◆ **Vos tâches**
[1] D'après le texte cité, quel personnage a le plus d'influence dans la vie de Sartre ?
[2] Quelles « joies simples, triviales » la citation de la page 67 reproduite dans le texte cité énumère-t-elle ?

◆ **Texte cité**
++++

Aussi, un peu plus tôt sur la même page, nous pouvons trouver cette phrase :

"Dans ce monde en ordre il y a des pauvres. Il y a aussi des moutons à cinq pattes, des sœurs siamoises, des accidents de chemin de fer : ces anomalies ne sont la faute de personne. Les bons pauvres ne savent pas que leur office est d'exercer notre générosité"

 

Il est évident que ces croyances, profondément enracinées chez l'enfant, sont le résultat de l'influence des gens qui l'entourent, et le livre précise à plusieurs reprises que le personnage le plus influent dans la vie de Sartre est cette figure masculine et autoritaire, son grand-père !

 

 

2- Selon le livre, pourrions-nous dire que l'auteur s'inspire davantage de la figure masculine ou de la figure féminine ?

 

Didier A : Dans les pages lues, l'auteur puise principalement son inspiration dans des figures masculines qui occupent une place centrale dans son récit. Il évoque son père, son grand-père, son frère, et se décrit lui-même en tant que fils. Parmi ces hommes, il mentionne Jean-Baptiste, de plus, il fait allusion à Charles, qui est le mari de Louise.

 

Cependant, il est important de noter que le récit ne se limite pas exclusivement à ces figures masculines. Des personnages féminins jouent également un rôle significatif dans l'histoire. L'auteur fait référence à sa mère, à sa grand-mère et à une jeune fille avec qui il partage sa chambre. Pour illustrer ce que je viens de dire, à la page 16, Sartre mentionne : "Il a aimé, pourtant, il a voulu vivre, il s'est vu mourir ; cela suffit pour faire tout un homme."

 

Il semble que ces différentes figures masculines et féminines contribuent à la complexité de l'histoire, chacune apportant sa propre perspective et son impact sur le récit. Par le biais de ces personnages, l'auteur explore diverses dynamiques familiales et sociales, créant ainsi une trame narrative riche et nuancée.

 

Vero : Dans le livre, la figure féminine est très peu valorisée, les femmes occupent des rôles très peu importants dans l'histoire que l'auteur nous raconte. Même lorsqu'il décrit les activités menées par les femmes, il en minimise l'importance et le fait de manière très banale. Un exemple clair est sa mère, qu'il présente toujours comme une victime, une femme délicate, dont le seul rôle est maternel, et il ne la développe à aucun moment de la même manière qu'il le fait avec des figures comme son grand-père.

 

Pour illustrer ceci, je citerai un extrait où l'auteur dévalue des activités qu'il considère comme "plaisirs pour enfants" et choisit de les remplacer par des activités masculines. L'extrait est pris de la page 67 et dit ce qui suit :  

 

"Il y avait des joies simples, triviales : courir, sauter, manger des gâteaux, embrasser la peau douce et parfumée de ma mère ; mais j'attachais plus de prix aux plaisirs studieux et mêlés que j'éprouvais dans la compagnie des hommes mûrs : la répulsion qu'ils m'inspiraient faisait partie de leur prestige : je confondais le dégoût avec l'esprit de sérieux."

++++

◆ **Données**

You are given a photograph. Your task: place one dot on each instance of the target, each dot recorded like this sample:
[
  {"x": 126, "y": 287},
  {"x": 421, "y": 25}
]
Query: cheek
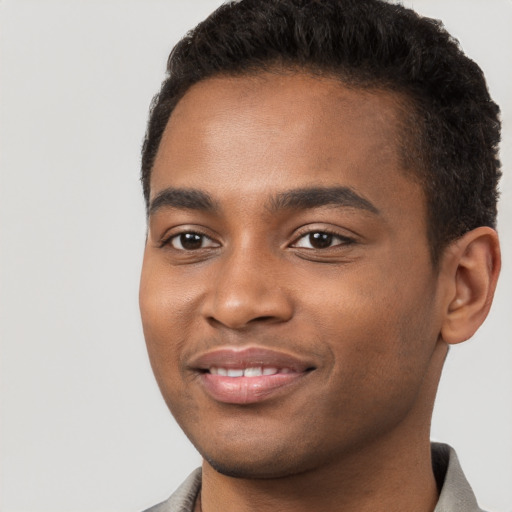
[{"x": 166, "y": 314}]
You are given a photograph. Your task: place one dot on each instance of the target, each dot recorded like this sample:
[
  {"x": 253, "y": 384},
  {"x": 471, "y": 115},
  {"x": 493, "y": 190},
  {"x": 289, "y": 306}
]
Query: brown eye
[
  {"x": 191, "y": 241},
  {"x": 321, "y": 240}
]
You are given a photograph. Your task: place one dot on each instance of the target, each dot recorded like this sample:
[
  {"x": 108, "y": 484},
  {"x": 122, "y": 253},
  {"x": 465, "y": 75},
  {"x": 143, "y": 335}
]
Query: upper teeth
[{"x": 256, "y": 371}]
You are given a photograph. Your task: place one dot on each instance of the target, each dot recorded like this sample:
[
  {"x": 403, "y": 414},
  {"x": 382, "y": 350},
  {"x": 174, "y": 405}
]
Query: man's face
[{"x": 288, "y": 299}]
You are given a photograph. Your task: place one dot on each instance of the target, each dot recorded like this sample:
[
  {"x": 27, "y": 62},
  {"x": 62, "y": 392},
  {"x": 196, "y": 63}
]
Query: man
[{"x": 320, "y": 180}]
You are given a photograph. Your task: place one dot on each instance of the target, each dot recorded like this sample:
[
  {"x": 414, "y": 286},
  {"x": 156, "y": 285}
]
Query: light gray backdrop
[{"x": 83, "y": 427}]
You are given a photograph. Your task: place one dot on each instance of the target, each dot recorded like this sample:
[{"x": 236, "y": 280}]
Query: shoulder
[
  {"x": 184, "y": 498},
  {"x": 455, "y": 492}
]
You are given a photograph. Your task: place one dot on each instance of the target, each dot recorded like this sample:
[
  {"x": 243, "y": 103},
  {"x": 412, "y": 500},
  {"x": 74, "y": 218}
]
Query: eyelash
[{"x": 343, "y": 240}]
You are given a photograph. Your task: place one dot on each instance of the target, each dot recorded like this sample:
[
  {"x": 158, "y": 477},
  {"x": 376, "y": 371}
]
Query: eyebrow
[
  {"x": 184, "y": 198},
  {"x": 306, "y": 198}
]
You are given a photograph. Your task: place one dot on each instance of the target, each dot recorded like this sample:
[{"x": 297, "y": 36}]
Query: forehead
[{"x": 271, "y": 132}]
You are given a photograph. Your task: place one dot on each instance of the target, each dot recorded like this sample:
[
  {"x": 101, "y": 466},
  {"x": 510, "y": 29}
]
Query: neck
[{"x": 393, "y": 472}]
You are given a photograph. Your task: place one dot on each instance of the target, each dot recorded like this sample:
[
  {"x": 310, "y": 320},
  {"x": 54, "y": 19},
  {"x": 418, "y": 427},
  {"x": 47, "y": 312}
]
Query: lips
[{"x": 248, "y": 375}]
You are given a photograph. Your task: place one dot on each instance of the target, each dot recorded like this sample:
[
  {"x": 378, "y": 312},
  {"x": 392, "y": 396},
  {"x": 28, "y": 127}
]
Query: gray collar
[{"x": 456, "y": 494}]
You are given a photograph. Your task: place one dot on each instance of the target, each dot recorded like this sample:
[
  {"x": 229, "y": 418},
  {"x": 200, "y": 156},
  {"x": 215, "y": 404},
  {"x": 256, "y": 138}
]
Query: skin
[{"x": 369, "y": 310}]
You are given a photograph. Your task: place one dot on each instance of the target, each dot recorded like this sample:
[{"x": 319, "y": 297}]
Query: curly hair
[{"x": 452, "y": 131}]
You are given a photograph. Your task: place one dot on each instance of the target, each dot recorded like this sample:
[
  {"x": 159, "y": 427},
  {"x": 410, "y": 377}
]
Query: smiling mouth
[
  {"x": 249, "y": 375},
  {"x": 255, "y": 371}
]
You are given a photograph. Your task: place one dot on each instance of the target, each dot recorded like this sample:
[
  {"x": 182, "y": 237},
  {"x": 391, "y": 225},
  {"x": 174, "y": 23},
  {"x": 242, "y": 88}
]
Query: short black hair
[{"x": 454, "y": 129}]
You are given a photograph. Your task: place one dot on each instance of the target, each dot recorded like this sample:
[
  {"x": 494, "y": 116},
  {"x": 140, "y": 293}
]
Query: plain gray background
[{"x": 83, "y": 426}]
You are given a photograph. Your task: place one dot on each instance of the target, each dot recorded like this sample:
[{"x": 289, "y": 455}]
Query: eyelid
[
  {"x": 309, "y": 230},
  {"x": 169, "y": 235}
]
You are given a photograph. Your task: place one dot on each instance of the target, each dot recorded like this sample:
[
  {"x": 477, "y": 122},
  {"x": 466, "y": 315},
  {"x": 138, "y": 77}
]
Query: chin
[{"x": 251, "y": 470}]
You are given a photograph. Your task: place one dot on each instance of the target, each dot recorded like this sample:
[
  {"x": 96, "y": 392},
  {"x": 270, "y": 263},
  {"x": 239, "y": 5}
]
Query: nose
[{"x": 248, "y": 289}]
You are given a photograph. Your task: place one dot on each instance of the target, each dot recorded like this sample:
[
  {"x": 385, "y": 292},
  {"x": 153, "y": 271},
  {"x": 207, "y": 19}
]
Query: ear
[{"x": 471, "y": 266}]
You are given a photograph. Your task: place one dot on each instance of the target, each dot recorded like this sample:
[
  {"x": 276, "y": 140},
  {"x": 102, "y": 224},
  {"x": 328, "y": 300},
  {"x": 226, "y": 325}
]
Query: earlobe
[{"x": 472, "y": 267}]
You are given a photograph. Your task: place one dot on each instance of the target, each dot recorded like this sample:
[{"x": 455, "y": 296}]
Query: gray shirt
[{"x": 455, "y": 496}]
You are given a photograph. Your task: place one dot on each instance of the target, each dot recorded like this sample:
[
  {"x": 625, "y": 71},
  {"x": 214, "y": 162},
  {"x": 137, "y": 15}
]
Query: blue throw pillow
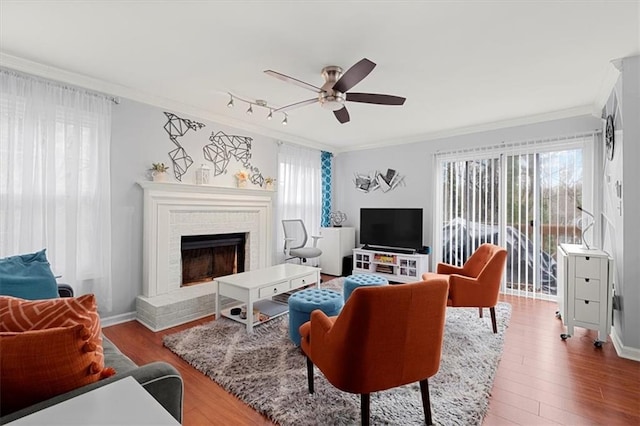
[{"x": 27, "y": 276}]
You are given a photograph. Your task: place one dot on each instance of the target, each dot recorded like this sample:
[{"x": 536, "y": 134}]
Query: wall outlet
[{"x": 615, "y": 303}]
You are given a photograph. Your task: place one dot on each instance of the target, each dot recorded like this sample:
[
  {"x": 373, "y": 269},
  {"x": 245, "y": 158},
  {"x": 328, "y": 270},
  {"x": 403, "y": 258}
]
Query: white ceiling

++++

◆ **Corrigés détaillés**
[1] Son grand-père, une figure masculine et autoritaire.

[2]
- courir
- sauter
- manger des gâteaux
- embrasser la peau douce et parfumée de sa mère